Excerpted passage.
======

Archive for the ‘Parts & Labor’ Category

McSweeney’s #13 (2006)

13SOUNDTRACKPARTS & LABOR-Stay Afraid (2006).

partslaborParts & Labor have changed t heir style over the years going from noisemakers who have a melody to being melodious noisemakers.  This album is one of their earlier releases when noise dominated.  Right from the opening you know the album is going to be a challenge.  The first song has pounding drums (electronics that sound like bagpipes) and heavy distorted shouty vocals.  By the end of the songs there is squealing feedback, punk speed drums and screaming distorted vocals (complete with space sound effects).  It’s an aggressive opening for sure.  Song two opens with a long low rumbling and then “Drastic Measures” proves to be another fast-paced song.

“A Pleasant Stay” is 5 minutes long (most of the rest of the album’s songs are about 3 minutes).  It continues in this fast framework, although it has a bit more open moments of just drums or just vocals.  The way the band plays with feedback in the last minute or so of the song  very cool.

“New Buildings” has a hardcore beat with a guitar part that sounds sped up.  “Death” is a thumping song (the drums are very loud on this disc), while “Timeline” is two minutes of squealing guitars.  “Stay Afraid” has a false start (although who knows why–how do these guys know if the feedback sounds are what  they wanted anyhow?).  The song ends with 30 seconds of sheer noise).  The album ends with the 5 minute “Changing of the Guard” a song not unlike the rest of the album–noisy with loud drumming and more noise.

The album is certainly challenging, it’s abrasive and off putting, but there;s surprising pleasures and melodies amidst the chaos.   Indeed, after a listen or two you start to really look forward to the hooks.  If you like this sort of thing, this album s a joy.  It’s also quite brief, so it never overstays its welcome.

======

Given entries.

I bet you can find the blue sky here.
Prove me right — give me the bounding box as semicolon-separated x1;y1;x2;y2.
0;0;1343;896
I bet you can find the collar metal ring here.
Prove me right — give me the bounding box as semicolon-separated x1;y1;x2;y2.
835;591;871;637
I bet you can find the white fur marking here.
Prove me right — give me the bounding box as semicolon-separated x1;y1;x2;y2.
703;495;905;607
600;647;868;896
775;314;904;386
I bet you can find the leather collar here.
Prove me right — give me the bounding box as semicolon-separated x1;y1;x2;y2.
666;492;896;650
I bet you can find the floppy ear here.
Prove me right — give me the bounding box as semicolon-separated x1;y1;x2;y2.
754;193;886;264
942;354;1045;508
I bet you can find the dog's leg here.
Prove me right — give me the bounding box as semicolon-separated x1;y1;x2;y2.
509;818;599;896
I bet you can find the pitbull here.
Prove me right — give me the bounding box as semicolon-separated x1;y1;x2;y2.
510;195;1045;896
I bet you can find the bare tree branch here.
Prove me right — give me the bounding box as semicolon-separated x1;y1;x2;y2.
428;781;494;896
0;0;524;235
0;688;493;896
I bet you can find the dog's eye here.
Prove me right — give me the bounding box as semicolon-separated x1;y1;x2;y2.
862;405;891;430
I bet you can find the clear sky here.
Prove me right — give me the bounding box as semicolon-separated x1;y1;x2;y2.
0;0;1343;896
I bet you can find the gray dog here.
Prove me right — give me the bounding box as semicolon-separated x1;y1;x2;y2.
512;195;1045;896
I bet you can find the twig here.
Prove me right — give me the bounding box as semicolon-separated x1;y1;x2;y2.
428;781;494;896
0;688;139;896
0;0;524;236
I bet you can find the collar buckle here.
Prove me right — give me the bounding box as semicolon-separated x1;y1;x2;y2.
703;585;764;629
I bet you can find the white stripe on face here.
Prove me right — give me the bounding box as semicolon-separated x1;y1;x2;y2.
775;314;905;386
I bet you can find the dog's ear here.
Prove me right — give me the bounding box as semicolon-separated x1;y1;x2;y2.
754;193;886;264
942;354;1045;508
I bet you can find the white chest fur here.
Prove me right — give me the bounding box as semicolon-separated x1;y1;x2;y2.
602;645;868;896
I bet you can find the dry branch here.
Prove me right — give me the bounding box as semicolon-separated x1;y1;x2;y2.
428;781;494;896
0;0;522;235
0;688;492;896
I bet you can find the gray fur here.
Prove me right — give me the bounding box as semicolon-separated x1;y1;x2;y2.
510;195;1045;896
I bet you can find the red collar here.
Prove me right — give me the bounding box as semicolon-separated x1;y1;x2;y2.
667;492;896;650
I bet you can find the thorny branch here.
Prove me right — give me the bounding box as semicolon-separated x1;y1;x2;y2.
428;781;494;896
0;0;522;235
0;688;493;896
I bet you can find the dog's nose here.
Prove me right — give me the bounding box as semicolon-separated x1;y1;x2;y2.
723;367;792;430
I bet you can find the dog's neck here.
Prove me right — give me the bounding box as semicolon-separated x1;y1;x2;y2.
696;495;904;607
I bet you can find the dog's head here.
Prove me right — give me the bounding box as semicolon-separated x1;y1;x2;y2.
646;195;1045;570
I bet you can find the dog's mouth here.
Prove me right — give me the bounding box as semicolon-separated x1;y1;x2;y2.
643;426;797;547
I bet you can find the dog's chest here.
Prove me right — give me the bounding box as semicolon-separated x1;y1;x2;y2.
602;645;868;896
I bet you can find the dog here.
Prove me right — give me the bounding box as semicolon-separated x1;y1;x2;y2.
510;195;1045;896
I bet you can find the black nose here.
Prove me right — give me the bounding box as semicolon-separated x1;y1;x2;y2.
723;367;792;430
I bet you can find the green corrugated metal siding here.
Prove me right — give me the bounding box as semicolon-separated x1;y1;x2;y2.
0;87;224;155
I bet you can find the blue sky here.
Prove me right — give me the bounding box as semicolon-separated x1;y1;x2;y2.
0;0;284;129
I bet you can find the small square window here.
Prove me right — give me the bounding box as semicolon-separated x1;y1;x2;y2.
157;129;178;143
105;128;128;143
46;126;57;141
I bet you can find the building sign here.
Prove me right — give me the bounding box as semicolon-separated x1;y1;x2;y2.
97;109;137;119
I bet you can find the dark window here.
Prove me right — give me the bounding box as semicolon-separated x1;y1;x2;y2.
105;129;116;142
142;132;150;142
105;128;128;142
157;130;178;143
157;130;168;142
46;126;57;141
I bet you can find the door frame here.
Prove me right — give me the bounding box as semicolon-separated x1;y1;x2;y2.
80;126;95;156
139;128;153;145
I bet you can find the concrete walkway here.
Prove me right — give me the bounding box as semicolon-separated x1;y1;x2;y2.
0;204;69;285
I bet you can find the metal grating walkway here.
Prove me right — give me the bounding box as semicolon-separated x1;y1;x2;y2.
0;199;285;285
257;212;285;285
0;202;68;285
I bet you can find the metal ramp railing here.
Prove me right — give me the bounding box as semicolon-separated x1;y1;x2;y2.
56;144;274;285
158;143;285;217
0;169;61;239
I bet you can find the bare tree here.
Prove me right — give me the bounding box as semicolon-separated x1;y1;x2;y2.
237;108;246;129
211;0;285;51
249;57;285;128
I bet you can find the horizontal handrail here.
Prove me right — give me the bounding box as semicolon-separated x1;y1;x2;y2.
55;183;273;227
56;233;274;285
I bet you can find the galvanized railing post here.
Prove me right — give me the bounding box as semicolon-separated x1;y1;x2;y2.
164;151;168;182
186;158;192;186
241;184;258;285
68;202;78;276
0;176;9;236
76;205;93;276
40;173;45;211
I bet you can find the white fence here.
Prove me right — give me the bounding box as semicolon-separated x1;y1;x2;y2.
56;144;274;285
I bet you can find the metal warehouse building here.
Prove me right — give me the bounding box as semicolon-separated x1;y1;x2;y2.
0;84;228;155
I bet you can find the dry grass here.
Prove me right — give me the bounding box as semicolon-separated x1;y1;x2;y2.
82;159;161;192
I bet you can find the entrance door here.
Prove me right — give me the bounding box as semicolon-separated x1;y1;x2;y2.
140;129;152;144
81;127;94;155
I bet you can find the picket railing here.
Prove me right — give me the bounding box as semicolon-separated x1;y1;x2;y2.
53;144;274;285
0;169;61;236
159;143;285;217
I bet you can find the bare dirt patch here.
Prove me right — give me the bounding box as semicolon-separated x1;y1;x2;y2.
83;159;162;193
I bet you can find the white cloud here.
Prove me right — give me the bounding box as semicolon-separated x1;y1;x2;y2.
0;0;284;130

======

Requirement.
In the album review, why does the reviewer say that "right from the opening you know the album is going to be a challenge"? Answer in one to three sentences.

Solution to this exercise.
The first song has pounding drums, electronics that sound like bagpipes, and heavy, distorted, shouty vocals. By its end there is squealing feedback, punk-speed drumming, and screaming distorted vocals with space sound effects, which the reviewer calls an aggressive opening.